# Provided records
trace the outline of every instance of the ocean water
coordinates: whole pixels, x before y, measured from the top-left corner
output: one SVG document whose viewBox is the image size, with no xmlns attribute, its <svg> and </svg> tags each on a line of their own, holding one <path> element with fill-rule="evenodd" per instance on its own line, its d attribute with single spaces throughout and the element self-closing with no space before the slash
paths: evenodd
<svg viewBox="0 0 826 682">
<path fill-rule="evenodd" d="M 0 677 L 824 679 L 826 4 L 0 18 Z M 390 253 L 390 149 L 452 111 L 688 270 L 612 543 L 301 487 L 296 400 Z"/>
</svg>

# Exercise instructions
Reproduce the records above, swapping "ocean water" for "sea water" and leaving every other part unchanged.

# Worked solution
trace the outline of every instance of the sea water
coordinates: whole pixels, x before y, measured from the top-left corner
output: one SVG document whose viewBox is the image size, with no xmlns attribute, its <svg> and </svg> tags each on a line of their own, holding one <path> element with fill-rule="evenodd" per instance on its own line, its d attribute with single spaces throughout and the element self-closing with no space before the slash
paths: evenodd
<svg viewBox="0 0 826 682">
<path fill-rule="evenodd" d="M 0 677 L 824 679 L 826 4 L 0 18 Z M 390 253 L 390 149 L 452 111 L 688 270 L 612 543 L 301 487 L 296 400 Z"/>
</svg>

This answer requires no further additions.